» **Exercise**: In the article on the Kafka Connect JDBC Source connector, which incremental query mode is described as the most robust and accurate?
:: Page ::
Confluent Kafka Series: JDBC Source Connector

Manish Sharma
7 min readJan 9, 2023

--

The Kafka Connect JDBC Source connector allows you to import data from any relational database with a JDBC driver into an Apache Kafka® topic.

This connector can support a wide variety of databases.

  • Data is loaded by periodically executing a SQL query and creating an output record for each row in the result set.
  • By default, all tables in a database are copied, each to its own output topic.
  • The database is monitored for new or deleted tables and adapts automatically.
  • When copying data from a table, the connector can load only new or modified rows by specifying which columns should be used to detect new or modified data.

Features

  • The source connector supports copying tables with a variety of JDBC data types, adding and removing tables from the database dynamically, whitelists and blacklists, varying polling intervals, and other settings.
  • However, the most important features for most users are the settings controlling how data is incrementally copied from the database.
  • Kafka Connect tracks the latest record it retrieved from each table, so it can start in the correct location on the next iteration (or in case of a crash). The source connector uses this functionality to only get updated rows from a table (or from the output of a custom query) on each iteration.
  • Several modes are supported, each of which differs in how modified rows are detected.
  • At least once delivery
  • Supports one task
  • Incremental query modes
  • Message keys
  • Mapping column types

1. At least once delivery

  • This connector guarantees that records are delivered to the Kafka topic at least once.
  • If the connector restarts, there may be some duplicate records in the Kafka topic.

2. Supports one task

  • The JDBC Source connector can read one or more tables from a single task.
  • In query mode, the connector supports running only one task.

3. Incremental query modes

Each incremental query mode tracks a set of columns for each row, which it uses to keep track of which rows have been processed and which rows are new or have been updated.

The mode setting controls this behavior and supports the following options:

  • Incrementing Column: A single column containing a unique ID for each row, where newer rows are guaranteed to have larger IDs, i.e. an AUTOINCREMENT column. Note that this mode can only detect new rows. Updates to existing rows cannot be detected, so this mode should only be used for immutable data. One example where you might use this mode is when streaming fact tables in a data warehouse, since those are typically insert-only. Incrementing columns must be integral types.
  • Timestamp Column: In this mode, a single column containing a modification timestamp is used to track the last time data was processed and to query only for rows that have been modified since that time.
  • Timestamp and Incrementing Columns: This is the most robust and accurate mode, combining an incrementing column with a timestamp column. By combining the two, as long as the timestamp is sufficiently granular, each (id, timestamp) tuple will uniquely identify an update to a row. Even if an update fails after partially completing, unprocessed updates will still be correctly detected and delivered when the system recovers.
:::
:: Listed records ::
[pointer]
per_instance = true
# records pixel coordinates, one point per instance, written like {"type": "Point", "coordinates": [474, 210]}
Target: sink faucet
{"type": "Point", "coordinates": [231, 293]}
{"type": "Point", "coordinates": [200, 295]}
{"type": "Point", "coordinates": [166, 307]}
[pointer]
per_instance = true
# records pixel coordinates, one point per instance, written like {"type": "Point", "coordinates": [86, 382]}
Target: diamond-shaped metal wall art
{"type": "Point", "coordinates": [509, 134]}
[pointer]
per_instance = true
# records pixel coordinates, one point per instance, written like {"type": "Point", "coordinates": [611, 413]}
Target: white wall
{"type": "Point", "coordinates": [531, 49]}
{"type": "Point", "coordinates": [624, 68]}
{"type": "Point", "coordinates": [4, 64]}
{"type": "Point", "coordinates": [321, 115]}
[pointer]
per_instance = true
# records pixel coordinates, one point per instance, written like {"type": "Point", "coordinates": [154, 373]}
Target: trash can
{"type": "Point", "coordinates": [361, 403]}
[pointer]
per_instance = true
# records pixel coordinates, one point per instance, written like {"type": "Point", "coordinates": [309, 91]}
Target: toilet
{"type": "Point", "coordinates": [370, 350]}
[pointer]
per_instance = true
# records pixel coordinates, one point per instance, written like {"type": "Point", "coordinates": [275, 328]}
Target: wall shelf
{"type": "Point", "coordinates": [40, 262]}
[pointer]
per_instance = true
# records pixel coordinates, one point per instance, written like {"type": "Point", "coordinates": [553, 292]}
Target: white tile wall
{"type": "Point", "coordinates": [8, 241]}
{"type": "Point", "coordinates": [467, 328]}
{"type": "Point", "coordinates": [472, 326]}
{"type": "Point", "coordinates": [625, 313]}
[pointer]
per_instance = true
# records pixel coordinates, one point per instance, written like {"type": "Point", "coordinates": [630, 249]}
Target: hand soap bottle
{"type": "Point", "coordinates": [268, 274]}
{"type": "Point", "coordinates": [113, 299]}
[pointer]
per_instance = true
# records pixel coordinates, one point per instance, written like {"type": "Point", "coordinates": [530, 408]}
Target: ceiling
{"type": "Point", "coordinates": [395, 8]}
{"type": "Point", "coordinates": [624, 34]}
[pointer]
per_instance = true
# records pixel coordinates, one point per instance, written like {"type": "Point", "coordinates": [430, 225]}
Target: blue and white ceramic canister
:::
» **Response to this task**: The Timestamp and Incrementing Columns mode, which combines an incrementing column with a timestamp column.